* Directive: The line containing "Pick out the gloved" marks the start; return it and every line after it in the listing below, exactly, through the last.

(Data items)
----------------

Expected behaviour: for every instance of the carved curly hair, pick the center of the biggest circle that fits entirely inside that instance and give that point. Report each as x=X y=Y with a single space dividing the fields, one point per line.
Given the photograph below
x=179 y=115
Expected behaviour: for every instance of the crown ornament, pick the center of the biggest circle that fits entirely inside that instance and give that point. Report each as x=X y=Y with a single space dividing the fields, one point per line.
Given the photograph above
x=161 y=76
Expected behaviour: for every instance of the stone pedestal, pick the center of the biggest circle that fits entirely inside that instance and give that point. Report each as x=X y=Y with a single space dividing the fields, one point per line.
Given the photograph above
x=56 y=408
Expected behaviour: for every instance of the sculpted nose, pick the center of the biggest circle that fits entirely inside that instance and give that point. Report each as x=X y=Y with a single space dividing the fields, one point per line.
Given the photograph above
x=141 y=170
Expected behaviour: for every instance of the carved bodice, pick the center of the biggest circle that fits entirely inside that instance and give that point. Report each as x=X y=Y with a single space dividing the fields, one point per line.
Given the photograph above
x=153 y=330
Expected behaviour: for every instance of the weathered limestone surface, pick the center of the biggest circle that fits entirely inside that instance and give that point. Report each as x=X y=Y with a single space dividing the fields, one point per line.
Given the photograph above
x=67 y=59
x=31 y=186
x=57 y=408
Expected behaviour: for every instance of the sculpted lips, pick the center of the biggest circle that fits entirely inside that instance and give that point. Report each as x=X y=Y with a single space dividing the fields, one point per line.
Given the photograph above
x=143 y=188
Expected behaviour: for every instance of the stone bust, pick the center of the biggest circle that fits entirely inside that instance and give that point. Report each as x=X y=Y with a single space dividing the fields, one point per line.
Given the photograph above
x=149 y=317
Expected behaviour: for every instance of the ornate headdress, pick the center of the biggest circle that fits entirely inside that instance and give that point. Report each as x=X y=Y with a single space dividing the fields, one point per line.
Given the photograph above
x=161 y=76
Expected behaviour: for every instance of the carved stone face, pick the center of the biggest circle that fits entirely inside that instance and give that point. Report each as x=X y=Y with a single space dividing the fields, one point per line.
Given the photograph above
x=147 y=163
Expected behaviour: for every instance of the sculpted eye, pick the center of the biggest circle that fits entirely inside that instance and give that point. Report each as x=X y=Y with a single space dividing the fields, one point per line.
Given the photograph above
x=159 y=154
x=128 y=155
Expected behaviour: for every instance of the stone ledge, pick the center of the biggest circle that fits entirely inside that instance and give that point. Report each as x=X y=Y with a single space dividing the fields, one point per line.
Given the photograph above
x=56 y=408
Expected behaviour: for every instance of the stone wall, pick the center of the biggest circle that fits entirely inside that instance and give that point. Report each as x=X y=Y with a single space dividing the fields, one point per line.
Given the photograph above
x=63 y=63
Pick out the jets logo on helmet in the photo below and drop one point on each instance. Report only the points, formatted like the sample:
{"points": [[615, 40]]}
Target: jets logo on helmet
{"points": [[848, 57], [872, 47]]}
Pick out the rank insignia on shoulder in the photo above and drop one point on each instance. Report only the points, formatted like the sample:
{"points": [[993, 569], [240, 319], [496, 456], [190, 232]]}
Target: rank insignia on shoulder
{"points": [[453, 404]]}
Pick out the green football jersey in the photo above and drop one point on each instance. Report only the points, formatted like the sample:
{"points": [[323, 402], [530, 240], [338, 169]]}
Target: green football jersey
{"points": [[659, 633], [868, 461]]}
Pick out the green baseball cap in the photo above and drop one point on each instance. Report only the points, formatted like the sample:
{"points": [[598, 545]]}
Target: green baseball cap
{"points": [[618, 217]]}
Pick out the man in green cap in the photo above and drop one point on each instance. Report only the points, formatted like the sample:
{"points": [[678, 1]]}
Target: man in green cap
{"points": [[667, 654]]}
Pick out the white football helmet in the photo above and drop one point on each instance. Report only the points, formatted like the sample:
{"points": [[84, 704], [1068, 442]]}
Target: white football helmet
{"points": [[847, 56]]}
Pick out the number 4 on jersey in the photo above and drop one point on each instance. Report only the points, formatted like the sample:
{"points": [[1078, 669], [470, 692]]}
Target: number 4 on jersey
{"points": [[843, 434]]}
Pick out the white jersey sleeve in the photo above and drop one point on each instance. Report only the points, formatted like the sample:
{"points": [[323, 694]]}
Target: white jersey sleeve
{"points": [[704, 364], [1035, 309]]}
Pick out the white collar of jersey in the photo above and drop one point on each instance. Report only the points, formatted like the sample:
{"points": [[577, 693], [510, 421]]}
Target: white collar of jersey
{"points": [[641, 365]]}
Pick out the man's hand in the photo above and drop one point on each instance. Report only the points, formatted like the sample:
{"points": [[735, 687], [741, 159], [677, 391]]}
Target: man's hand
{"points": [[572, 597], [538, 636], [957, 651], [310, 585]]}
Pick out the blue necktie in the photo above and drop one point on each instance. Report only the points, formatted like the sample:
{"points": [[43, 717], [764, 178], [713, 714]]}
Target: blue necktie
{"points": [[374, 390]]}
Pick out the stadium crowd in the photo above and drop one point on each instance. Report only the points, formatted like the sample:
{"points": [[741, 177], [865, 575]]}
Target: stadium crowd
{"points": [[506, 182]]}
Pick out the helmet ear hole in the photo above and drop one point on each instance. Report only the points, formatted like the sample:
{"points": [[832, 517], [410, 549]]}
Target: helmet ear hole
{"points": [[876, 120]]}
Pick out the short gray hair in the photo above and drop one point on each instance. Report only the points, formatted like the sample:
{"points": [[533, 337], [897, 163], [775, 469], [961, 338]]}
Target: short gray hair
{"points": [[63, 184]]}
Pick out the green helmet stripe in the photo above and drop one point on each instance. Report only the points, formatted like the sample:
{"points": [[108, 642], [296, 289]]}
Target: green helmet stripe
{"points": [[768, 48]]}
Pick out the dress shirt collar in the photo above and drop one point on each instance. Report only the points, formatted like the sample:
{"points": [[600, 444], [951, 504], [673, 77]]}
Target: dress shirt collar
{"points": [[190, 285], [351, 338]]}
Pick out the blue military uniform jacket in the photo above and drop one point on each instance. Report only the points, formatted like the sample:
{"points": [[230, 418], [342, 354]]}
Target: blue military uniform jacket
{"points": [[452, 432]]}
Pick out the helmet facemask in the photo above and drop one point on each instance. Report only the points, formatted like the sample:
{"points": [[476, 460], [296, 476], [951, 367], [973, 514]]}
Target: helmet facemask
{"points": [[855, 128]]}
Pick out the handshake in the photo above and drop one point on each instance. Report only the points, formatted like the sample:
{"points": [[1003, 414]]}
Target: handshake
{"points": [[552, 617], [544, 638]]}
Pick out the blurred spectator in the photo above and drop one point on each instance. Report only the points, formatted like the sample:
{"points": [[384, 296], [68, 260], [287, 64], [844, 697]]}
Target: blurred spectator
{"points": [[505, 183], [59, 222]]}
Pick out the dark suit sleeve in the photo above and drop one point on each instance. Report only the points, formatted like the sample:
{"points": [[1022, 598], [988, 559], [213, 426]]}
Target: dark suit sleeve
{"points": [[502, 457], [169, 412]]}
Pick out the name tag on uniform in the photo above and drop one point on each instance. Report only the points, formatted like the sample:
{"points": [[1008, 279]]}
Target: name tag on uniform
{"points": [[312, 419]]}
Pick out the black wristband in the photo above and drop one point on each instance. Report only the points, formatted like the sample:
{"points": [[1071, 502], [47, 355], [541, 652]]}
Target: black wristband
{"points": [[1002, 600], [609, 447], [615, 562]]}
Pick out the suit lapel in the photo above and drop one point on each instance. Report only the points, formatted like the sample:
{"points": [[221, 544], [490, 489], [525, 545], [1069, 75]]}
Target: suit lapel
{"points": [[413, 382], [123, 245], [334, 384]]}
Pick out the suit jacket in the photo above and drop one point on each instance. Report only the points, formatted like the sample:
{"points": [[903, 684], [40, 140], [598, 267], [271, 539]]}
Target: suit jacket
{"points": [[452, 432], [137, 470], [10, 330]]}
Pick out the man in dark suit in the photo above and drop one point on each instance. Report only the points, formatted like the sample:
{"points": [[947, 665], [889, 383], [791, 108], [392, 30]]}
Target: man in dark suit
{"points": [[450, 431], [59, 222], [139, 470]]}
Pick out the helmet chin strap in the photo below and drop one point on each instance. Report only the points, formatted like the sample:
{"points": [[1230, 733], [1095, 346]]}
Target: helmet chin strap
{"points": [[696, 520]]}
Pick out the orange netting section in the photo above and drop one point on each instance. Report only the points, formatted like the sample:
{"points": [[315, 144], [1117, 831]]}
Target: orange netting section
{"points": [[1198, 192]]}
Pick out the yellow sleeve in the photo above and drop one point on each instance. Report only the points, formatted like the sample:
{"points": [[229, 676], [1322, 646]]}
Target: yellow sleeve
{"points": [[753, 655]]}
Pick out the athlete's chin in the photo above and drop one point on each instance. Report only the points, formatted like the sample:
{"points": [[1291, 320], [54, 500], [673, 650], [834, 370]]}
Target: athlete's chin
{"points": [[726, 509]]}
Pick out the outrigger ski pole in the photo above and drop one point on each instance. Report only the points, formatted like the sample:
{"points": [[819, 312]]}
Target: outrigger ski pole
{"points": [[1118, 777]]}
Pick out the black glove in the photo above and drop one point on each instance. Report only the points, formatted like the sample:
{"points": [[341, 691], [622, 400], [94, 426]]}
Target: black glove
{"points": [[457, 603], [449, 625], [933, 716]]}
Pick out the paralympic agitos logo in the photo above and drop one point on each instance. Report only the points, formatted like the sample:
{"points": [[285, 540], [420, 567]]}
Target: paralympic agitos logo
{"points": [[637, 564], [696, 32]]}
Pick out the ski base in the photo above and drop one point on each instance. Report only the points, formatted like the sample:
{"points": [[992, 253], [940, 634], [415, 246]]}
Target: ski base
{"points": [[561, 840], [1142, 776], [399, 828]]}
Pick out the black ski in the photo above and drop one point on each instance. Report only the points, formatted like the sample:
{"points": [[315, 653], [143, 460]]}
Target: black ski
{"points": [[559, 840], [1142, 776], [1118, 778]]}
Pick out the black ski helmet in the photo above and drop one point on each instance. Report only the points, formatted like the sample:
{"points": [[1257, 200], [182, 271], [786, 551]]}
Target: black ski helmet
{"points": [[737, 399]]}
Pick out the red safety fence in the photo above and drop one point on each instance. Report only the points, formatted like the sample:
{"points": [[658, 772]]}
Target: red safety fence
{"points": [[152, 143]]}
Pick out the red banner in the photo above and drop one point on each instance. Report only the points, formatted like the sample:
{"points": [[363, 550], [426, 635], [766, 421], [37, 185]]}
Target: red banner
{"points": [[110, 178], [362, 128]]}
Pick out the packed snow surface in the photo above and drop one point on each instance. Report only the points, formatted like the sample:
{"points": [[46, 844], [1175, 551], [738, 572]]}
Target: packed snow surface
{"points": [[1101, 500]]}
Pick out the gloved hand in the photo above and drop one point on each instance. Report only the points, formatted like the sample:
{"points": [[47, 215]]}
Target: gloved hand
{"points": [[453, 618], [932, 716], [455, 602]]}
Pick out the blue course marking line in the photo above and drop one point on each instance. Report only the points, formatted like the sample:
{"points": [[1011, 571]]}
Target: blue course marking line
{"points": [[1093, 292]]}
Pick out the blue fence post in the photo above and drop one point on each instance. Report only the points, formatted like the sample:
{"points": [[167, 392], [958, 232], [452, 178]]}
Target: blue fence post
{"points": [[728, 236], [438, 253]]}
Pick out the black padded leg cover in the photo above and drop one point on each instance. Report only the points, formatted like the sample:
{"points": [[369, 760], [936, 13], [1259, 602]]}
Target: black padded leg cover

----------------

* Task output:
Pick out the gloved hand in the photo above and drop one point on each instance. Report only the points, formatted like the sample:
{"points": [[47, 215]]}
Target: gloved hand
{"points": [[453, 618], [932, 716], [455, 602]]}
Pick out the blue course marking line in the photo above and drop one point on each instance. Report only the points, formatted like the sample:
{"points": [[1011, 571]]}
Target: blue course marking line
{"points": [[1093, 292]]}
Pick out the blue fence post in the photo above and drop one point on each instance. Report only the points, formatted like the sample:
{"points": [[167, 392], [958, 232], [452, 178]]}
Target: blue fence post
{"points": [[728, 236], [438, 253]]}
Pick out the black padded leg cover in the photo above and drop one point on each instance. Report only the points, formatted like the sample:
{"points": [[369, 760], [936, 13], [1259, 602]]}
Target: black padded leg cover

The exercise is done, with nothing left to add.